# Passage
Utilizing this data will enable much better and more holistic care that will only get progressively better with time, yet are barely prioritized with current healthcare incentives. These lead to my belief that innovation will most likely come from outside the system.
And it’s actually relatively standard for deep innovation to happen outside of their traditional ecosystems. In most areas this happens from innovators outside the system, acting somewhat naively, failing and then realizing they need some knowledge and collaboration with the system. Entrepreneurial teams often add domain expertise to their naïve “fresh piece of paper” re-invention ideas. Society generally tries to assign more power to larger entities, like governmental institutions and the Fortune 500 behemoths, but true radical innovation seldom comes from them. Did Walmart reinvent retail or Amazon? Did General Motors reinvent electric cars or Tesla? Did SpaceX reinvent space launches or NASA and Lockheed Martin? Most importantly did big pharmaceutical companies reinvent biotechnology pharmaceuticals or did Genentech?

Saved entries

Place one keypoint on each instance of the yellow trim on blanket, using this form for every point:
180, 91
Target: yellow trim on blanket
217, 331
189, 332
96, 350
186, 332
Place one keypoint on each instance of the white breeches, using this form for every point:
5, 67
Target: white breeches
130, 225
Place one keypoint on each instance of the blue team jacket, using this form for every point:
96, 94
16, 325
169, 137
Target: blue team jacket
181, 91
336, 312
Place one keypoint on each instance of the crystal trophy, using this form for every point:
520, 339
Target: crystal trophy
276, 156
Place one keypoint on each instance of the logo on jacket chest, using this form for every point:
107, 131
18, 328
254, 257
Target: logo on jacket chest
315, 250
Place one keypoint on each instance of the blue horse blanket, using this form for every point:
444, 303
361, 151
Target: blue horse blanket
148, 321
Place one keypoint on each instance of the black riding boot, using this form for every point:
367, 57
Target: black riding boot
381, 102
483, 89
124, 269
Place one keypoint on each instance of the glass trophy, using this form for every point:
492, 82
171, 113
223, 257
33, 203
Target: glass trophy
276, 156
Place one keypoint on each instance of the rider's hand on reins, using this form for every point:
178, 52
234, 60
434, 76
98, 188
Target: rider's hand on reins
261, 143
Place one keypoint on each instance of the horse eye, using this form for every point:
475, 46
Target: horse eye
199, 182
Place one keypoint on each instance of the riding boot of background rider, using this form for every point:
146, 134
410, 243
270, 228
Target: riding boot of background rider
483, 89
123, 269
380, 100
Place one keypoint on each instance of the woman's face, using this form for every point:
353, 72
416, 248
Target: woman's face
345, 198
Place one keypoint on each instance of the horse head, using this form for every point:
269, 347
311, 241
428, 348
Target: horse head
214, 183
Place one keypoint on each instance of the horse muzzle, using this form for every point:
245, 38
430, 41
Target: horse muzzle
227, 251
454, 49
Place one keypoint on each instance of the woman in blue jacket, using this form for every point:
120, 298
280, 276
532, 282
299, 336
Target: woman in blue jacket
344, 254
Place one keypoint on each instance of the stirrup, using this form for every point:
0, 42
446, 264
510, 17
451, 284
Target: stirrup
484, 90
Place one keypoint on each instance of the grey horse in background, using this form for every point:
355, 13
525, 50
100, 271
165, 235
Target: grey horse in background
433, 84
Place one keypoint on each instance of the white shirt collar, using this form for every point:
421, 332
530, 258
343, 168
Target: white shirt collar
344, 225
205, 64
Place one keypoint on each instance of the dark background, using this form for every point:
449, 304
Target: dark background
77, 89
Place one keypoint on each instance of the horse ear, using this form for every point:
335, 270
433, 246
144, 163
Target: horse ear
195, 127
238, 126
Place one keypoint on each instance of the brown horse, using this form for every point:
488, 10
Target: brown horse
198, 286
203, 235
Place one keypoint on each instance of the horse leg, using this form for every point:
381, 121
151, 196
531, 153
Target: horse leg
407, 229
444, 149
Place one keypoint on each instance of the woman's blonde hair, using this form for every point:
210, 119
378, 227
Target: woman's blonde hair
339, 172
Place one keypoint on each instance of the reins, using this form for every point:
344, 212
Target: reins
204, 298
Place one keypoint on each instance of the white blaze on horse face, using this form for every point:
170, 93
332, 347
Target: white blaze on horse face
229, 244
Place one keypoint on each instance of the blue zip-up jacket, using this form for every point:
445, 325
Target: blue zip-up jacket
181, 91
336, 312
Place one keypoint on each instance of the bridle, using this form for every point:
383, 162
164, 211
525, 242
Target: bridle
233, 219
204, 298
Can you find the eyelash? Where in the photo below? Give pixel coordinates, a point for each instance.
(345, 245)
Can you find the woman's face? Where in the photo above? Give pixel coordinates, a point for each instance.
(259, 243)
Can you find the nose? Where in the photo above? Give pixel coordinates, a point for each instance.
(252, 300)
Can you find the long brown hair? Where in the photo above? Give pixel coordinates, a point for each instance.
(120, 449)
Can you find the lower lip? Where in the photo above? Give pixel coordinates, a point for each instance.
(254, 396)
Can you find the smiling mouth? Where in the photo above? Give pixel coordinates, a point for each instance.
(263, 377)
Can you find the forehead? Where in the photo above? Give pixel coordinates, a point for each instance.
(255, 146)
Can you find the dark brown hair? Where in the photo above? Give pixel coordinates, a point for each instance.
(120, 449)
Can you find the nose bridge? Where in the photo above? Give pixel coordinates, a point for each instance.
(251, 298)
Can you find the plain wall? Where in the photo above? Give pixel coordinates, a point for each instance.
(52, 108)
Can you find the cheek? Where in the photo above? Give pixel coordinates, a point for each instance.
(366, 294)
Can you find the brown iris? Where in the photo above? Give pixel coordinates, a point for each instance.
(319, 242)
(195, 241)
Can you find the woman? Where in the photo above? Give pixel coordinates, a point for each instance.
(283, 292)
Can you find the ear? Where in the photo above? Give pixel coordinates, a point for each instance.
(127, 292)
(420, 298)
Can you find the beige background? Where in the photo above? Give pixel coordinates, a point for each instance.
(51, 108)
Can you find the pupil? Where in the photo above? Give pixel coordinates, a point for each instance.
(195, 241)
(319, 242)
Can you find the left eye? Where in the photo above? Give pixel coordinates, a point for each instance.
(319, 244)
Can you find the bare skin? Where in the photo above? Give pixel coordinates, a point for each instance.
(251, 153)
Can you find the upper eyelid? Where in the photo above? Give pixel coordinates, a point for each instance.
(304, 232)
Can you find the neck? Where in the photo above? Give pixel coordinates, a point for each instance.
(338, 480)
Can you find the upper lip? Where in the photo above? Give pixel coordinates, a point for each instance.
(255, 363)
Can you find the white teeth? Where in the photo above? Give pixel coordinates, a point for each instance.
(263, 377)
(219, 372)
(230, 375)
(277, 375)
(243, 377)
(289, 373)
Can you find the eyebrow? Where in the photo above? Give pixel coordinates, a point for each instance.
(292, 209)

* * *

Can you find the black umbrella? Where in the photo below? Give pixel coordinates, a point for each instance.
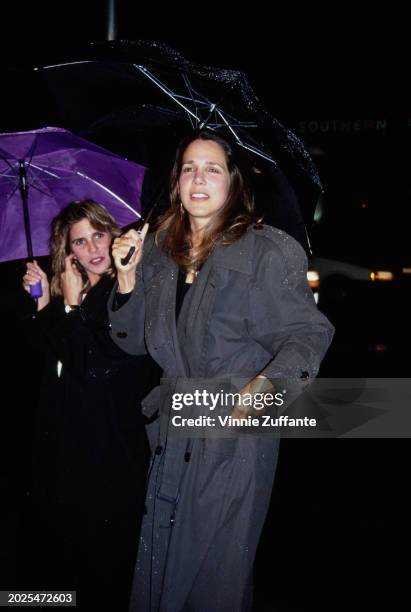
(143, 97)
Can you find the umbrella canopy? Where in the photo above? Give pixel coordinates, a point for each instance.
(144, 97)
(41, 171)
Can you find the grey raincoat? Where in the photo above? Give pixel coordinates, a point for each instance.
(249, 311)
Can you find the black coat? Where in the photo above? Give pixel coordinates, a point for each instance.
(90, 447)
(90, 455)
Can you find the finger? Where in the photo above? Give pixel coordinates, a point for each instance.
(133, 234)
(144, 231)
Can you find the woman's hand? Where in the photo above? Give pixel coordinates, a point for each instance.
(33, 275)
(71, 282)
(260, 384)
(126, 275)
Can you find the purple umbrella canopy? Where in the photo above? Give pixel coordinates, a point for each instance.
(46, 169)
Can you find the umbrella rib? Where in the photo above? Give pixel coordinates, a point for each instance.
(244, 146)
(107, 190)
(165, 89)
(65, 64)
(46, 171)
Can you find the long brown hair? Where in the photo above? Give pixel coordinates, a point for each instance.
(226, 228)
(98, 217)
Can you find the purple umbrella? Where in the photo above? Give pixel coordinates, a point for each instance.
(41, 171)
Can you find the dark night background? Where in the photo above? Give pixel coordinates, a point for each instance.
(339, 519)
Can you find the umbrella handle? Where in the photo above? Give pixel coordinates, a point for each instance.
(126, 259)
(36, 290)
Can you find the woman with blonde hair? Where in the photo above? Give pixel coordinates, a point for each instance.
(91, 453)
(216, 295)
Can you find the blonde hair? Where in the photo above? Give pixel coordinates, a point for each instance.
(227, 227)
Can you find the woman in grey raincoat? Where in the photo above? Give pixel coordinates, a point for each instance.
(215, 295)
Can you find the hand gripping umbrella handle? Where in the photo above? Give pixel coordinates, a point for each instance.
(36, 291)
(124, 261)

...

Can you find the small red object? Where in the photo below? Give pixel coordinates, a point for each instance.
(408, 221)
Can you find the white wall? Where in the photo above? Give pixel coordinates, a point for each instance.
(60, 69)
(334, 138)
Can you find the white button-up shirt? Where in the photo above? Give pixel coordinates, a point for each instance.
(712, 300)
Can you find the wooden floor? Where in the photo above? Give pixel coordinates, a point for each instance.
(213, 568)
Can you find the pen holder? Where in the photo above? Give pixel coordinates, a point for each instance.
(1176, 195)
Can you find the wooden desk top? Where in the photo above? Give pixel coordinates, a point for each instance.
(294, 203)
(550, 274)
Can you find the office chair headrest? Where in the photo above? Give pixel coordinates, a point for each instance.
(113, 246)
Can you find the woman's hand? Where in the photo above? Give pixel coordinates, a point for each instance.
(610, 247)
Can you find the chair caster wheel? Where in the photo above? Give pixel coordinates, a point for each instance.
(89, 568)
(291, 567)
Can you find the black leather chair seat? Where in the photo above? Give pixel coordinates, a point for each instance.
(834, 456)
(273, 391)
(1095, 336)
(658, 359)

# Brief 1
In the passage, where does the writer believe innovation will most likely come from?
# Brief 2
Decide whether each statement agrees with the passage, answering yes or no and quoting the words that settle it: (a) Society generally tries to assign more power to larger entities. (b) Using this data is a top priority under current healthcare incentives. (c) True radical innovation seldom comes from governmental institutions and Fortune 500 companies.
# Brief 3
Summarize the passage in two sentences.

# Written reply 1
From outside the system.

# Written reply 2
(a) Yes: "Society generally tries to assign more power to larger entities"
(b) No: "yet are barely prioritized with current healthcare incentives"
(c) Yes: "but true radical innovation seldom comes from them"

# Written reply 3
The writer believes that using this data would enable much better and more holistic care, yet it is barely prioritized under current healthcare incentives, so innovation will most likely come from outside the system. Deep innovation outside traditional ecosystems is relatively standard, with outsiders failing and then adding knowledge and collaboration, while larger entities such as governmental institutions and Fortune 500 companies seldom produce true radical innovation.